## 指示
下にある映画『キッズ・リターン』の感想文を、最後の文の後から書き継ぐこと。

## 提供文章
_ _ _ _

忘れることに備える記録

観たり・聴いたり・読んだり

キッズ・リターン

Kids Return

1996年制作 日本 108分

監督:北野武

キャスト:金子賢安藤政信森本レオ山谷初男寺島進モロ師岡石橋凌

いつもつるんで、学校に行っては問題を起こしていた18歳のマサルとシンジ。ある日、カツアゲした高校生の助っ人にノックアウトされてしまったマサルは、ボクシングに目覚め、ジム通いを始める。

付き合いでシンジもジムに入門し、ふたりはボクシングの練習に没頭する。ある夜、ヤクザに絡まれたふたりは、若頭に助けられるが、その迫力にマサルは感動する。

高校生活も終わり、いつの間にかシンジはボクシング界の逸材に成長していた。だが、ジムにはマサルの姿はなかった。 

 

ってことで宣言通りの『キッズ・リターン』です。

『泣く男』がようやく1週間レンタルOKになってたんですが、全部借りられていまして…いや、想定の範囲内だから大丈夫です。なんか私めっちゃ『泣く男』が観たい人みたいになってますが、別にそこまで期待はしていないです…

で、『キッズ・リターン』。昔1回観たことがあるのですが、考えてみると15年くらい前、中学生の時に観たきりで…。通りで覚えていることが「安藤政信格好良かったな、金子賢も格好良いけど」なわけだ。 でも好きな映画として覚えているから不思議。

ちなみに私の1番好きな邦画は『バタアシ金魚』ですが、これも中学時代にたまたま観て、DVDを買って現在も何度も観ているくらい大好きです。このくらいの時代がなんか懐かしくていいんだよな(笑)

ってことで大人になって観た『キッズ・リターン』、とても良かった。さすがです。

中学の時にどう思ったかは覚えていないですが、大人になってから観るとなんか刺さるねー。久石さんの音楽も、キタノブルーな画面もとても良かった。

ディスク買おうかなって思うくらい。

そしてキャストが凄く豪華ですね、本当に。平泉成とか津田寛治とか大杉漣とか、あとクドカン(笑)若いけど顔つきはクドカン(笑)そんな人達がチョロッとだけ出てくるから笑える。

しかし、まさに青春な映画だったな。私の中で青春ってキャッキャッしたものっていうより、こういうイメージ。あと『バタアシ金魚』みたいに、恥ずかしくて痛いイメージ。そんな青春が大好きです。

_ _ _ _

(検出例)
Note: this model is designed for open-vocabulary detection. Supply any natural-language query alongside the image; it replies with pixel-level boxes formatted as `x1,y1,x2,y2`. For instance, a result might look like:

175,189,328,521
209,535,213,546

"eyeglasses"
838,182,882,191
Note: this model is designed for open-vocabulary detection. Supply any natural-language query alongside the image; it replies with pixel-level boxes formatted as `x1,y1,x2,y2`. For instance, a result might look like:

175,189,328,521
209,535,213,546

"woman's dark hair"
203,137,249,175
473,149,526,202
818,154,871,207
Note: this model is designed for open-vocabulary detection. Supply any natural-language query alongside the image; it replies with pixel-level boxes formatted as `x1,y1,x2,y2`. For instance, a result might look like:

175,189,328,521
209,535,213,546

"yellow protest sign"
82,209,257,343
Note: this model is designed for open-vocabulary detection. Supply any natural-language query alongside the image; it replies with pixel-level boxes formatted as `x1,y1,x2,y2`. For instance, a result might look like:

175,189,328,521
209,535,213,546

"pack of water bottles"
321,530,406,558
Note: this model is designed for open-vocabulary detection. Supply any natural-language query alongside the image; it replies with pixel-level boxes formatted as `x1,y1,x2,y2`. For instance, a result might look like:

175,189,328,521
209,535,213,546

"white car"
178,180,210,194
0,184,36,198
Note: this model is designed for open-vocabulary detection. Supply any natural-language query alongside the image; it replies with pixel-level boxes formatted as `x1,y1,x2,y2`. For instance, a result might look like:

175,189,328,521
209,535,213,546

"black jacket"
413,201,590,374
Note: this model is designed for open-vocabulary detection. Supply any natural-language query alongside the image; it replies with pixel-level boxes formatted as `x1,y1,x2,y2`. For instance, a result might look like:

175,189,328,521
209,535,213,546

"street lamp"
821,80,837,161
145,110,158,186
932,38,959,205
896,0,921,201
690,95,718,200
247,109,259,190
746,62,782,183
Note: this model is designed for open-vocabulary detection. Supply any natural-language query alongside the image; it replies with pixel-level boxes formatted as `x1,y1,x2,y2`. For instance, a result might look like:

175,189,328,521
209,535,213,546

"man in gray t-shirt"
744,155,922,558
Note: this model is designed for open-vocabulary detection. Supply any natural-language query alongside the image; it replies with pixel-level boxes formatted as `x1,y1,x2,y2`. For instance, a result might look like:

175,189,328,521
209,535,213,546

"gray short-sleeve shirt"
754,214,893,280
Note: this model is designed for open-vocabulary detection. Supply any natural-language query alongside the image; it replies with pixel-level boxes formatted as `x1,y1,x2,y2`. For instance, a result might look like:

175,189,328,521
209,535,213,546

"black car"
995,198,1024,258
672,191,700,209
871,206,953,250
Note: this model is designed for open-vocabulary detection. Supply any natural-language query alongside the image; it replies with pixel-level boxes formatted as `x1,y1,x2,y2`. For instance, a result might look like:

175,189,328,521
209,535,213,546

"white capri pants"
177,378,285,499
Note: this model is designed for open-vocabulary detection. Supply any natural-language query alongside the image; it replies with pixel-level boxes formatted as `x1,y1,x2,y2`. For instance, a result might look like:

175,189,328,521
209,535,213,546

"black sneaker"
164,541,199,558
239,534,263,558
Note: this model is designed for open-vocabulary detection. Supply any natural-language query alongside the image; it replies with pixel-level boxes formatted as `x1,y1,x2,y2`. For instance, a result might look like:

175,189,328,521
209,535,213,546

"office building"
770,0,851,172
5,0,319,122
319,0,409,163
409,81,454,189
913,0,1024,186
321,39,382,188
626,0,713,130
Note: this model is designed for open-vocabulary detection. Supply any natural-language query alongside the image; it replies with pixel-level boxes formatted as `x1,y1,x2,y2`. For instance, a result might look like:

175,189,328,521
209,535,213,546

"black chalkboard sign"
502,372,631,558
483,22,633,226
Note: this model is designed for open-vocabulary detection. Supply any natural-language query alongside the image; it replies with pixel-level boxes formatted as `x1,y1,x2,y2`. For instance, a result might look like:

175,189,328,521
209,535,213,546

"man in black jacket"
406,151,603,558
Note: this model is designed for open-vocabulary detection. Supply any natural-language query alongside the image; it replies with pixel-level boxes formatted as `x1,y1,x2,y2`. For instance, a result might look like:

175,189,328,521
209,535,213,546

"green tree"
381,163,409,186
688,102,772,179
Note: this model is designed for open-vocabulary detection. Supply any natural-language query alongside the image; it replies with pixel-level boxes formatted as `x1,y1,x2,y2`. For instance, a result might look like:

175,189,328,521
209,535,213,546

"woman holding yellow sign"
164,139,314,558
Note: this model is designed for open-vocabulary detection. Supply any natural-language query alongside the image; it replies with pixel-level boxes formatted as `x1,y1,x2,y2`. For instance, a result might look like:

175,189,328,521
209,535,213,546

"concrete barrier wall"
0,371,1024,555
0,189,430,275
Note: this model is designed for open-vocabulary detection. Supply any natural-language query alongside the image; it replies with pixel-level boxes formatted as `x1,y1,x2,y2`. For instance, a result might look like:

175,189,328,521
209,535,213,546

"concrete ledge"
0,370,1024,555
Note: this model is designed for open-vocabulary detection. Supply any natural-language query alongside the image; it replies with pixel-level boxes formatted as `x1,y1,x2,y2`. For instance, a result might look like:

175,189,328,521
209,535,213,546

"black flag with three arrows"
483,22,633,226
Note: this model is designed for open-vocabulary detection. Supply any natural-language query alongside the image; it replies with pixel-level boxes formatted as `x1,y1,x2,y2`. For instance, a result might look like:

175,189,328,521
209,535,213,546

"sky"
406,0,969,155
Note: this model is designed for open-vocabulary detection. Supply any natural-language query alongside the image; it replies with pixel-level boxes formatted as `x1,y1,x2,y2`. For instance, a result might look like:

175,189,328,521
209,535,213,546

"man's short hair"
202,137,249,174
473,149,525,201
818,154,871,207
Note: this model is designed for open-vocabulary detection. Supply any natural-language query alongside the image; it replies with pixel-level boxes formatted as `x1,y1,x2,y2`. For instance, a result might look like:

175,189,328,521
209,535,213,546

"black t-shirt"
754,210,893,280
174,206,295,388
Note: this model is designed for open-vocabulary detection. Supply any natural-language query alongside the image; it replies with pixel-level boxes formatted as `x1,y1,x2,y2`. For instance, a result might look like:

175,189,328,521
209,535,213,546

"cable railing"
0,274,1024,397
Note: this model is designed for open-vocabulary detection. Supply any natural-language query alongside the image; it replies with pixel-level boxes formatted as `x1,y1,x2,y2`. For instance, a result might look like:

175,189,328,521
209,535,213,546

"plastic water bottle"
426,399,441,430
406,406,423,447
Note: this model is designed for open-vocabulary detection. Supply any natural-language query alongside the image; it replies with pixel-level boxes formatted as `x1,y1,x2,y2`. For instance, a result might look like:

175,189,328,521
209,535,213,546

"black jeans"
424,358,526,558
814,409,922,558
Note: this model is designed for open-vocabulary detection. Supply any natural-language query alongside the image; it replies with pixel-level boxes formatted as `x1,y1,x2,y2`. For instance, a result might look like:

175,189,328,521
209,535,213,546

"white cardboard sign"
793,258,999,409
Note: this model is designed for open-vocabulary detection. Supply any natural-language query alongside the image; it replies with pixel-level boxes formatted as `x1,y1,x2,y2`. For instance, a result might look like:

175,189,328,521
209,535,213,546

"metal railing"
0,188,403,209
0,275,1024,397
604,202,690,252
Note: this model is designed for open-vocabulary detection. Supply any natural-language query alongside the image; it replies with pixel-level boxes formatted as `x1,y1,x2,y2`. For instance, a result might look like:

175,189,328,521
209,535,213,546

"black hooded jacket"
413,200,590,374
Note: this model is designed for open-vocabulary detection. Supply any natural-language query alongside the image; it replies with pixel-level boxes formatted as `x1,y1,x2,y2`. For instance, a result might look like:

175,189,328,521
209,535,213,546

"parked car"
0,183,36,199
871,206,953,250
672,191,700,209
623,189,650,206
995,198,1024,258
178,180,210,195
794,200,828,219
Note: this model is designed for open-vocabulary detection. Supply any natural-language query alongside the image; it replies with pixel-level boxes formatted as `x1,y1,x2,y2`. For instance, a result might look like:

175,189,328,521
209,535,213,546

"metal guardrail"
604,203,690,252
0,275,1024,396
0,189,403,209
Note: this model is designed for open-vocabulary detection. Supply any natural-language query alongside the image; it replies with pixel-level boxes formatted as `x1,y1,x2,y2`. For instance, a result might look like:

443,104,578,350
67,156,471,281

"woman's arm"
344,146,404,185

_ _ _ _

## 回答
f:id:ROUTE375:20150510015518j:image

 


キッズ・リターン - 劇場予告編 (Takeshi Kitano) - YouTube

 

 

 

以下ネタバレあり

 

 

 

 

 

 

 

しかしこの名作を今更どんなネタバレするんだっていう。

とにかく青春、子供から大人に変わっていく過程の、あのよくわからない焦燥感とか自分が何者なのかわからない感じというか、そういうのが溢れていて観ているこっちを簡単に自分のその時代に連れていってくれます。まさにキッズ・リターン

私は高校時代から一気に携帯普及率が上がったのですが、中学時代はこんな感じだったなーと。学校が終わったら友達と2ケツでプラプラして、さすがに喫茶店には行かなかったけどコンビニからのカラオケが定番の流れだったな。公衆電話で友達を呼び出したり、なんだろう、あの恥ずかしいけど懐かしい思い出たち…(笑)

 

で、そんな痛くも愛おしい青春に北野らしい不条理さをちょっとスパイスして、より一層痛々しくも愛おしい話に仕上げてあるんだよね。

なんとなく始めたボクシングで、意外と才能があって周りに期待もされて、でも他人の悪意に気付けずに悪い方に流されてダメになる。

流されるようにヤクザになって、それなりにおいしい立場になるも、しめられて失う。

別に2人が何かをしたわけではない(以前に悪いことはしているけども)のに、周りからダメにされる2人。まぁ流されたり、ダメにされる2人が悪いんだけど。

でも若い頃ってそんなもんだよね。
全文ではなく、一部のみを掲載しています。